Stated problem:
Locate the line with "board, one per instance" in the material. Copy that line and each one after it, through the last, exactly and with nothing else.

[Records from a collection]
****************

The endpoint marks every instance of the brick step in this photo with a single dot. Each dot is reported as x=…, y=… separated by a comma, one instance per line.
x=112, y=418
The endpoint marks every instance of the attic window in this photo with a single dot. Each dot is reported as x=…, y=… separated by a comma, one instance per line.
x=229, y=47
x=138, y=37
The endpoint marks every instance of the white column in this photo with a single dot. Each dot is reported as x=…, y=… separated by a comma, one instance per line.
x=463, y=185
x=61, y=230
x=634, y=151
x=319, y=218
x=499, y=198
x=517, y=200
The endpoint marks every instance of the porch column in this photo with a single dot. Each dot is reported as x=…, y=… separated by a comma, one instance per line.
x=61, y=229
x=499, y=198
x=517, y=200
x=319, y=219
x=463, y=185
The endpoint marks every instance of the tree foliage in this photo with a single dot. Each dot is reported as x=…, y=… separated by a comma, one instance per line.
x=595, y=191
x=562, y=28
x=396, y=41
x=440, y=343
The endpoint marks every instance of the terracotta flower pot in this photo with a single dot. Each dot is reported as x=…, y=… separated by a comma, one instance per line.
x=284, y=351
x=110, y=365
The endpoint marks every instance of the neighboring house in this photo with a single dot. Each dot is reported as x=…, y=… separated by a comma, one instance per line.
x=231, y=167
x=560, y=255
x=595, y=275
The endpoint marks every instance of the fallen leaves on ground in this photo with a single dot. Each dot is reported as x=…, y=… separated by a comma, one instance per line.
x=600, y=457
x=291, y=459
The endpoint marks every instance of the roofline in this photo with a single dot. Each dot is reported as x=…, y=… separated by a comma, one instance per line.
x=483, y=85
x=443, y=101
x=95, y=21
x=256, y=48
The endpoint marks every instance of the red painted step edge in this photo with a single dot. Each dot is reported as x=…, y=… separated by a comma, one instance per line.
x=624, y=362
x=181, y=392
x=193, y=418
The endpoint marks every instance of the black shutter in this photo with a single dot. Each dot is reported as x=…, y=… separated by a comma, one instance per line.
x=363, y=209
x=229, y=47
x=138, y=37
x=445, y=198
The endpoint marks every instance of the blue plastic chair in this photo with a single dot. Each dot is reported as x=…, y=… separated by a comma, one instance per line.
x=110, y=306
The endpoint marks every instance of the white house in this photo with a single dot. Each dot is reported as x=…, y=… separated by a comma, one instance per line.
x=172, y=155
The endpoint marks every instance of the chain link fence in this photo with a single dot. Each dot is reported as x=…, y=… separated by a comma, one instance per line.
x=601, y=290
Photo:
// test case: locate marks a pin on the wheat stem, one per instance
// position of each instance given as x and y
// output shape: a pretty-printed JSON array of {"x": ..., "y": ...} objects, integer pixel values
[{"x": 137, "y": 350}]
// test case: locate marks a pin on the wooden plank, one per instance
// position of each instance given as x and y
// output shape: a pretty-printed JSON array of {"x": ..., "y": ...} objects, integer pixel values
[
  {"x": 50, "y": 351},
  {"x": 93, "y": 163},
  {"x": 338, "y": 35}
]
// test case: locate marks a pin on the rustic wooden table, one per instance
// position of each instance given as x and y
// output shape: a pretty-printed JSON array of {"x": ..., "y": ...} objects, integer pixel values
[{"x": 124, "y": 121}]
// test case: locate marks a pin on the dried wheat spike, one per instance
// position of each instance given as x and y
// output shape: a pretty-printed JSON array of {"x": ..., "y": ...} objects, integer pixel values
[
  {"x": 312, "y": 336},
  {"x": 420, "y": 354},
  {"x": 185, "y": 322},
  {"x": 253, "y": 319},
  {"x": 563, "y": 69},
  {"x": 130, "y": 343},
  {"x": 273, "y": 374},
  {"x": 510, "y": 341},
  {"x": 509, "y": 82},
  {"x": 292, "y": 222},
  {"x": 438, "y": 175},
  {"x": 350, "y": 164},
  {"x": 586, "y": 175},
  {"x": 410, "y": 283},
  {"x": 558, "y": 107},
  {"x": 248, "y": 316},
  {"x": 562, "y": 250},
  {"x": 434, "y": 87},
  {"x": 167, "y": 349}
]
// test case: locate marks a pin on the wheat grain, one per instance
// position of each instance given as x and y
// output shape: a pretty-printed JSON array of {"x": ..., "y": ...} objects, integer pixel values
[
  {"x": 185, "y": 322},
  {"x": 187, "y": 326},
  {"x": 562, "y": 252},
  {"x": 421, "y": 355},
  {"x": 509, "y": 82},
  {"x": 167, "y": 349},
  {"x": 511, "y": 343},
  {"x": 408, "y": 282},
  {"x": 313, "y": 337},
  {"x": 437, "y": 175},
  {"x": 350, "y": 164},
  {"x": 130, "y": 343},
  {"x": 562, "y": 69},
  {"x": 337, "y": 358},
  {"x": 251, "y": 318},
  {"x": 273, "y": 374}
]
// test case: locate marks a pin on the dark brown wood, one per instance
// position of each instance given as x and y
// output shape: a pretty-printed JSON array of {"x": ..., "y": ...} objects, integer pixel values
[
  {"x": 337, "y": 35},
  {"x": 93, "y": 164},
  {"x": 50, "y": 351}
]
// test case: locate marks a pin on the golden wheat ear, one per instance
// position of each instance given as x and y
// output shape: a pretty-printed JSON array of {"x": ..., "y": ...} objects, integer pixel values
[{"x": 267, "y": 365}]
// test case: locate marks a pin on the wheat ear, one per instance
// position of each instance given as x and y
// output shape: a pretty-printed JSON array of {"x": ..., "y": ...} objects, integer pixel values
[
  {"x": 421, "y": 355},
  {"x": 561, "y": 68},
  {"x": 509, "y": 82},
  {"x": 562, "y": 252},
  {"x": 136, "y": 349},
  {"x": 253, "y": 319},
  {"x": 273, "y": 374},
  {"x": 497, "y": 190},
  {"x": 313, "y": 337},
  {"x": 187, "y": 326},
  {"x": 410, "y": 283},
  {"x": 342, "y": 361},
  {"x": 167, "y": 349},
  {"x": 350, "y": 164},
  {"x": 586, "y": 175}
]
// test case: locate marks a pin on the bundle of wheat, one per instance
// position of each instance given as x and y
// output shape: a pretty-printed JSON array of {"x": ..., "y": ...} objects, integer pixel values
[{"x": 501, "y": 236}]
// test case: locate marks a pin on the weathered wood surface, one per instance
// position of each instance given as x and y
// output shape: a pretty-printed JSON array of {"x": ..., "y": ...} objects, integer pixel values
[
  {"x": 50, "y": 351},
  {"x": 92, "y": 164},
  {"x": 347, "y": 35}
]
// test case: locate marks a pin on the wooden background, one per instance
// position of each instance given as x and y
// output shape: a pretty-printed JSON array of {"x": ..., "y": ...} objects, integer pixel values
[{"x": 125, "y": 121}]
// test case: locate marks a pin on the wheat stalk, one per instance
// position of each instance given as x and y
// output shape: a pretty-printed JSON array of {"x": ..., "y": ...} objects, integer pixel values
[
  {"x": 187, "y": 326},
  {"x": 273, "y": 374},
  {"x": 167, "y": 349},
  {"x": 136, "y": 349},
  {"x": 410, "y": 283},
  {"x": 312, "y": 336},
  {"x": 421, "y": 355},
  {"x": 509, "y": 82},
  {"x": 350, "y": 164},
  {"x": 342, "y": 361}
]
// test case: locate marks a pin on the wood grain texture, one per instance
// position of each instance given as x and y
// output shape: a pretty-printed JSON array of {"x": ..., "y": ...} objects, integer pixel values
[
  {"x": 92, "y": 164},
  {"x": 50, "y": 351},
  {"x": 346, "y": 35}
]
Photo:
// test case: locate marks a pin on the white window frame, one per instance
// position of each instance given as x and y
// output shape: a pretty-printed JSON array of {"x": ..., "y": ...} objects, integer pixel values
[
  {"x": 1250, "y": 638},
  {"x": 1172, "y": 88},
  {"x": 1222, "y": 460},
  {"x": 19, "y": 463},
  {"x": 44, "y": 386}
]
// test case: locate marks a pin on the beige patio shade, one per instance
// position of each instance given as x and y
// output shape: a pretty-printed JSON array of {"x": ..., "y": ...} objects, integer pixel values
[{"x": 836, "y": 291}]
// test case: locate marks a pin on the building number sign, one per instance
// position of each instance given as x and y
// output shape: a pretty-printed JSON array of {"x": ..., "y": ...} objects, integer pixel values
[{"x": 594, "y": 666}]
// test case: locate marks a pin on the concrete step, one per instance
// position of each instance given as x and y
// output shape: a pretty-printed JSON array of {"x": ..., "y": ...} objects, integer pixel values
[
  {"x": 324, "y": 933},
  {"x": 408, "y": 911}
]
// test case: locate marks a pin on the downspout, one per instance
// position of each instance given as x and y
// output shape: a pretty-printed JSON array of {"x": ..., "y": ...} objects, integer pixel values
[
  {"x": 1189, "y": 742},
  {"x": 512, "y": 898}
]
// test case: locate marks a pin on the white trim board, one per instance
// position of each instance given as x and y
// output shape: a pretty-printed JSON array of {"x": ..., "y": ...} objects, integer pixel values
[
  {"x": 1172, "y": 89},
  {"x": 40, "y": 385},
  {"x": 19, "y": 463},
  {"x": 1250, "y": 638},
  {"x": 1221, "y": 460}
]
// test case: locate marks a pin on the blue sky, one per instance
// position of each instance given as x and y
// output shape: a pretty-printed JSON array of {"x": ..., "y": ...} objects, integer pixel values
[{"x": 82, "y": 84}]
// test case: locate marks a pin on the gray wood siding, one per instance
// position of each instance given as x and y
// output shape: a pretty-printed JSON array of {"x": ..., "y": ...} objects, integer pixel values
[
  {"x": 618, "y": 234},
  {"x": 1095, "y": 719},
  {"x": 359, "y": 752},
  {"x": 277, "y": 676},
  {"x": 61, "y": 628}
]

****************

Completed task:
// test case: locate marks a pin on the white trim board, one per instance
// position of each instance given as x and y
// output shape: a pretty-printed JSON array of {"x": ..., "y": ...} objects, integer pixel values
[
  {"x": 1172, "y": 89},
  {"x": 40, "y": 385},
  {"x": 19, "y": 463},
  {"x": 1250, "y": 638},
  {"x": 1221, "y": 460}
]
// test case: locate marks a pin on the blue sky, one per instance
// position of each instance given as x and y
// output shape: a pretty-printed JSON array of {"x": ..., "y": ...} objects, integer pixel values
[{"x": 82, "y": 84}]
// test case: locate marks a pin on the gray wood siding, one per instance
// position of each instance given as x and y
// output shape: a pretty-printed JSON array of {"x": ..., "y": ...} objects, integer pixel values
[
  {"x": 618, "y": 234},
  {"x": 1095, "y": 719},
  {"x": 359, "y": 752},
  {"x": 277, "y": 676},
  {"x": 61, "y": 628}
]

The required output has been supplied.